Dataset records:
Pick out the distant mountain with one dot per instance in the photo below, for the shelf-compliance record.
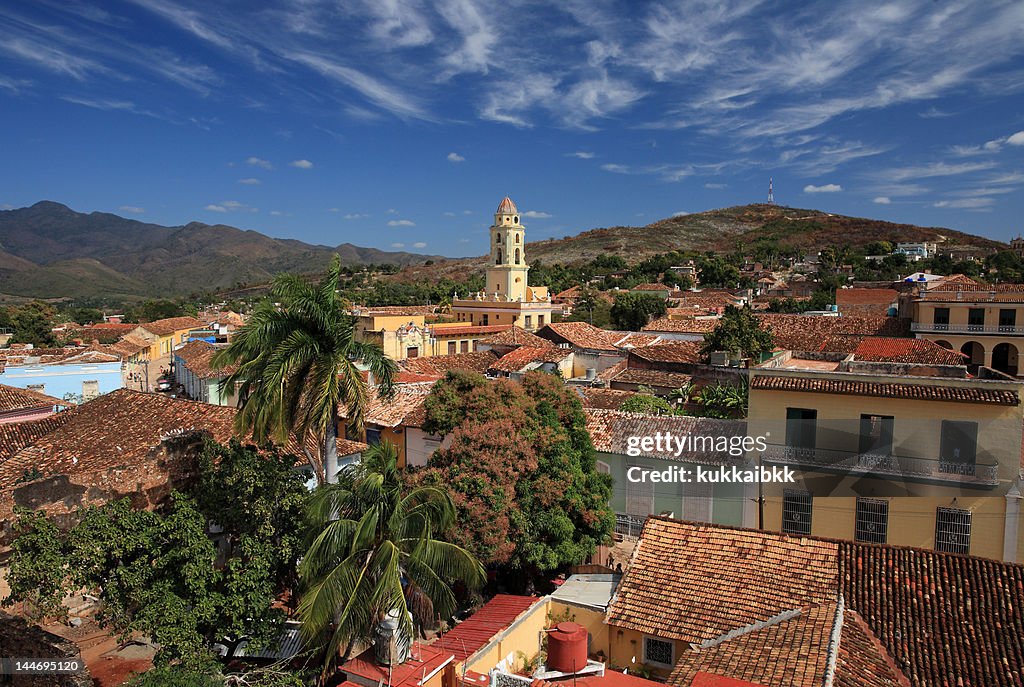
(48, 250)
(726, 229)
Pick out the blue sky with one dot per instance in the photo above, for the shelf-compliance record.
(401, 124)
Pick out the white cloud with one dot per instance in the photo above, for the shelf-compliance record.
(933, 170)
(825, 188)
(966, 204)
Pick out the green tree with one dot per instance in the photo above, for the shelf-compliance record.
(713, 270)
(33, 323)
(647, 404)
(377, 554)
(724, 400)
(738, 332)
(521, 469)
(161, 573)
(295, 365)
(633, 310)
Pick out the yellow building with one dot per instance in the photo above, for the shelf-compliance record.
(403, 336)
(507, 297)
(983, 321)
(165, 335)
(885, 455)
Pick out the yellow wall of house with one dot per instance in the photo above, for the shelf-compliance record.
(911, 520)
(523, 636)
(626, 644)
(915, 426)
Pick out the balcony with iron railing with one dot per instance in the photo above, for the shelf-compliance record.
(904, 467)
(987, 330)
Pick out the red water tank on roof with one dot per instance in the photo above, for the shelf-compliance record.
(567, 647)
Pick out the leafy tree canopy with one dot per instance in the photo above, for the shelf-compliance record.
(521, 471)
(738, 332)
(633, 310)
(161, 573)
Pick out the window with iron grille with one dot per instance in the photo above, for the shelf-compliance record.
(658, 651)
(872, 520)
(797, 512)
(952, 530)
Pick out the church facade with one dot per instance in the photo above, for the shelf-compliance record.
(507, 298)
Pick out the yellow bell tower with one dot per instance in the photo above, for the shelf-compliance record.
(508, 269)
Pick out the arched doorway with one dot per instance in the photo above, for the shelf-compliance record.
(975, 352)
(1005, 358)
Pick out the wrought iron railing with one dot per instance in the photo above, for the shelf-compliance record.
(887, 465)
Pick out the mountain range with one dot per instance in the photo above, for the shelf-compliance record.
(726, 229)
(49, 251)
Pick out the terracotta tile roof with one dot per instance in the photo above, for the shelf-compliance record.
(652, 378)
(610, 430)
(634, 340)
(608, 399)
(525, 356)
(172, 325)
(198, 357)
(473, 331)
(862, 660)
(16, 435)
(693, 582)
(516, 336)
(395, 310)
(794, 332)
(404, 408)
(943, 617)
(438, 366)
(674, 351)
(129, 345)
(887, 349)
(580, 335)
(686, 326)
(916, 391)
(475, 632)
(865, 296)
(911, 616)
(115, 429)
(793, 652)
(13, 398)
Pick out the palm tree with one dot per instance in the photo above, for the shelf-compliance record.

Exercise brief:
Could you edit the records above so that each "yellow" reads "ochre", with nothing else changed, and return them with the pictures left out?

Answer to the task:
Pick out the distant mountain with one dot per instance in the photo below, for the shelf-compliance record.
(48, 250)
(726, 229)
Pick out the blue sky with one dot per instance in the photo above, for the shelf-compliance record.
(401, 124)
Pick out the white cloud with one dot per instance in the photo above, for the shelf-compliance record.
(933, 170)
(825, 188)
(966, 204)
Pick out the green tree with one dot per instance in the photo above, for the shelf-compliance record.
(713, 270)
(33, 323)
(647, 404)
(377, 554)
(724, 400)
(738, 332)
(521, 469)
(161, 573)
(295, 365)
(633, 310)
Pick out the ochre building with one dot per instance in the photo above, for the shelf-compliance record.
(403, 336)
(507, 297)
(983, 321)
(165, 335)
(885, 455)
Pick out the ochre wall of house with one dot per instance in the photo above, for the shelf-compliance record.
(911, 520)
(523, 636)
(626, 644)
(915, 426)
Pick out the balcony with iron railing with one dot per instance in the photo above, for the shelf-compliance record.
(904, 467)
(987, 330)
Pick out the red water tank on roof with one dot per instance in the photo above, for the shelf-compliance record.
(567, 647)
Pick out the leafy tree canopy with one dot per instance in the photo above, for the shelf-compliance record.
(521, 471)
(738, 332)
(633, 310)
(161, 573)
Pick out the window with iron grille with one dot per instance in the photo above, for the shelf-compliance record.
(658, 651)
(872, 520)
(797, 512)
(952, 530)
Pick out the church facade with one dot per instance in the photo above, for the shelf-compliance record.
(507, 298)
Pick out the ochre bell tower with one dot per instance in the photo above, for the shelf-compliance record.
(508, 269)
Pick out the arched doorway with one dot per instance in the photo above, for the shelf-compliance record.
(975, 352)
(1005, 358)
Pick out the wrought iron railing with one dot per instance in the photo above, for the shelf-compliance record.
(887, 465)
Pick out the mountain range with one dot per instance in the photo above, for the shelf-compliance record.
(726, 229)
(49, 251)
Pick out the terracotta tile roof with one dot per instance in the photo above, for the shelf-compliance record.
(652, 378)
(610, 430)
(634, 340)
(608, 399)
(525, 356)
(172, 325)
(198, 357)
(473, 331)
(862, 660)
(16, 435)
(693, 582)
(516, 336)
(395, 310)
(794, 332)
(404, 408)
(943, 617)
(438, 366)
(674, 351)
(129, 345)
(887, 349)
(580, 335)
(686, 326)
(916, 391)
(475, 632)
(865, 296)
(911, 616)
(115, 429)
(793, 652)
(13, 398)
Pick out the palm tree with one dot per instance in the photo above, for the shelf-compliance record.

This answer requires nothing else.